**Problem requirements:** Count the lines in the items below that contain the string "ymax", treating uppercase and lowercase as different. Reply with the number alone.

**Dataset content:**
◆ ◆ ◆ ◆ ◆ ◆ ◆

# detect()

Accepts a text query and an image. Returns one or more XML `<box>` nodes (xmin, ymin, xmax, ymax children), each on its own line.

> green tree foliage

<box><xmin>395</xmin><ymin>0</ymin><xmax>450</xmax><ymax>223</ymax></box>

◆ ◆ ◆ ◆ ◆ ◆ ◆

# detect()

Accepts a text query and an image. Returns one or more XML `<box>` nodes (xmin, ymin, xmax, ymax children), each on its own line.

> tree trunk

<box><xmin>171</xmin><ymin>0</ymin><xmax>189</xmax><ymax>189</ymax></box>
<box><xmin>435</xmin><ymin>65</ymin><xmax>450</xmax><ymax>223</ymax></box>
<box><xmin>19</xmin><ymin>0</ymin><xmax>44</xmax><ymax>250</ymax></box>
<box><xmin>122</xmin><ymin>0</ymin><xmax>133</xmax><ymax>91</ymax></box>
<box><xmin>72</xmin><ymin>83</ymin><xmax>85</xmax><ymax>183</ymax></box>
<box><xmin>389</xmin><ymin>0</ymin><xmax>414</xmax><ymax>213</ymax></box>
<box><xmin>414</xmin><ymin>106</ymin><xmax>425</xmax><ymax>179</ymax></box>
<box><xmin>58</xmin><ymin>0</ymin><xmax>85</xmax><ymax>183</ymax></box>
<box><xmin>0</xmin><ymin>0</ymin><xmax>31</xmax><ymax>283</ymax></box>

◆ ◆ ◆ ◆ ◆ ◆ ◆

**Answer below:** 12